[EXERCISE BRIEF] Retype each line below without a single alteration.

[GIVEN RECORDS]
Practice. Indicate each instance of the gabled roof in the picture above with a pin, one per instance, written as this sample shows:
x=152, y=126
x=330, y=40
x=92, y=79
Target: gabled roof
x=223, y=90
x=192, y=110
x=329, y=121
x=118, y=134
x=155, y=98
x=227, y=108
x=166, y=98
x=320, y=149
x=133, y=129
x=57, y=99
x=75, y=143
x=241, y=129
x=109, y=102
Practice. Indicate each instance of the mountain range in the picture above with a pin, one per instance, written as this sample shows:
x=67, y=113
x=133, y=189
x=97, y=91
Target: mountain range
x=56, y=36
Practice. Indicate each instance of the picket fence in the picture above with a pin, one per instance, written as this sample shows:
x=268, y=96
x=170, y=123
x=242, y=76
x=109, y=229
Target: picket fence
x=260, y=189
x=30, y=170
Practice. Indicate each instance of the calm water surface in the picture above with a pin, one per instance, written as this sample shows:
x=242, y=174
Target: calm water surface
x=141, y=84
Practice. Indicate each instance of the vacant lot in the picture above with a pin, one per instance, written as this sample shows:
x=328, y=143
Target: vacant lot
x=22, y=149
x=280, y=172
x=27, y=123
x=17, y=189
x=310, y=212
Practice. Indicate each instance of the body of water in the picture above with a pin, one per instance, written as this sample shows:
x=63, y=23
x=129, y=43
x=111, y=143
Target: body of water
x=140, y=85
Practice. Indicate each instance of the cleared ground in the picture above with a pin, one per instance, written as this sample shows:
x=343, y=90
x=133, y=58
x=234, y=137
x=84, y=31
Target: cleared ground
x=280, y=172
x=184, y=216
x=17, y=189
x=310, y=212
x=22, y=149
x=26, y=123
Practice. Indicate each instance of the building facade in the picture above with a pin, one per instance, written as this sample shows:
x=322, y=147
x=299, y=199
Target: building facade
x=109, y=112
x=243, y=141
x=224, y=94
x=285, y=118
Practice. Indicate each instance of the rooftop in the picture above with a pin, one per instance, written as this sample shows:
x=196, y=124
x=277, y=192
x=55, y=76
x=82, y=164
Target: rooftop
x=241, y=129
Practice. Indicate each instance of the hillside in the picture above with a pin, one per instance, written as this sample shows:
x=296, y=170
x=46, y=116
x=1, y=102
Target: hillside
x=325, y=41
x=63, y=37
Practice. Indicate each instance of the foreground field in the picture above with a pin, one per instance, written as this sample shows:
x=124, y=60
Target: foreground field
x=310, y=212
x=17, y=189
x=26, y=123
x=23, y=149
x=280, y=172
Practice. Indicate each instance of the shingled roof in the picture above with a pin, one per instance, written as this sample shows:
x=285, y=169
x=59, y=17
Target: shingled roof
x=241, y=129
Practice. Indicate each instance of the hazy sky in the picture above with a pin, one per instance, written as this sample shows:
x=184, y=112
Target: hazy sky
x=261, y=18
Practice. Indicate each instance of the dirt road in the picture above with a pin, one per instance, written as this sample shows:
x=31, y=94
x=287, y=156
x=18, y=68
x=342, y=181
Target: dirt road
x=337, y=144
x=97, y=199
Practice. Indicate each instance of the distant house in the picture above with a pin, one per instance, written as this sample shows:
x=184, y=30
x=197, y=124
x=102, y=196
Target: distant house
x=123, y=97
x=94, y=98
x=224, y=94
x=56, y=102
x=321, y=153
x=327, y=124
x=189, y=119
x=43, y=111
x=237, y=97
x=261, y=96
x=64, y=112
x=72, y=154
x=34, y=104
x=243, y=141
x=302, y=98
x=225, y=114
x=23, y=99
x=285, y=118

[EXERCISE SOLUTION]
Practice. Indicate each instance of the gabled roof in the picture above with a pin, one per instance, written as this sample shows:
x=152, y=126
x=330, y=40
x=92, y=79
Target: gabled roof
x=223, y=90
x=192, y=110
x=329, y=121
x=118, y=134
x=155, y=98
x=227, y=108
x=166, y=98
x=320, y=149
x=133, y=129
x=57, y=99
x=75, y=143
x=241, y=129
x=109, y=102
Practice. Indicate each instance of the mountain range in the picture above with a pin, one per instance, written as this sample shows:
x=67, y=113
x=133, y=189
x=97, y=91
Target: mountain range
x=56, y=36
Practice. Indicate each instance of the picket fence in the picture above with a pin, one per instance, written as this sample shows:
x=268, y=96
x=170, y=123
x=242, y=76
x=109, y=229
Target: picket fence
x=260, y=189
x=30, y=170
Practice. Indicate each instance of the calm water surface in the picture above with a pin, one per instance, written as this sample shows:
x=242, y=174
Target: calm water surface
x=141, y=84
Practice. Indicate each instance of the vacant lot in the picture above with a pin, one per instance, written as this sample shows:
x=328, y=143
Target: vacant lot
x=22, y=149
x=280, y=172
x=27, y=123
x=17, y=189
x=310, y=212
Practice. Indicate each instance of the body of water in the picture above with a pin, one per instance, written as this sample shows:
x=63, y=23
x=129, y=43
x=111, y=143
Target: body of water
x=140, y=85
Practice. Indicate each instance of the cleared ground in the picture above with a pin, one per instance, written as this sample shows:
x=343, y=90
x=133, y=58
x=234, y=137
x=84, y=31
Target: cleared ground
x=280, y=172
x=184, y=216
x=17, y=189
x=310, y=212
x=22, y=149
x=26, y=123
Practice. Indicate each instance of the building facade in the picture above with a pin, one per instance, written as this sample shows:
x=322, y=147
x=299, y=199
Target: building facade
x=109, y=112
x=243, y=141
x=224, y=94
x=285, y=118
Practice. Indicate each instance of the rooftop in the picture above with a pin, one per instance, written as this sample shows:
x=196, y=124
x=277, y=192
x=55, y=76
x=82, y=164
Target: rooftop
x=241, y=129
Practice. Indicate each instance of the hillside in the picture above with a pin, one per instance, written as this sample shows:
x=296, y=170
x=46, y=116
x=1, y=102
Target: hillside
x=325, y=41
x=63, y=37
Practice. Indicate each instance of the foreground field in the picture above with a pin, one per instance, written as this sample shows:
x=124, y=60
Target: foreground field
x=310, y=212
x=17, y=189
x=26, y=123
x=23, y=149
x=280, y=172
Practice. Indicate each instance of the shingled roof in the picture above with a pin, one per instance, written as this sample shows:
x=285, y=169
x=59, y=17
Target: shingled roof
x=241, y=129
Practice. Indicate each instance of the hazy sky in the picture above with a pin, one per instance, written as this sample shows:
x=184, y=112
Target: hazy sky
x=261, y=18
Practice. Indicate each instance of the dirt road in the picture above with a pin, one per instance, written as this sample shows:
x=31, y=94
x=287, y=156
x=18, y=68
x=342, y=181
Target: dirt road
x=337, y=144
x=97, y=199
Practice. Indicate each instance of the distant house in the picture above with a pin, one per instance, written as this sample shows:
x=184, y=30
x=197, y=124
x=102, y=196
Target: distant house
x=123, y=97
x=94, y=98
x=224, y=94
x=56, y=102
x=321, y=153
x=327, y=124
x=189, y=119
x=43, y=111
x=237, y=97
x=261, y=96
x=64, y=112
x=72, y=154
x=34, y=104
x=243, y=141
x=302, y=98
x=225, y=114
x=23, y=99
x=285, y=118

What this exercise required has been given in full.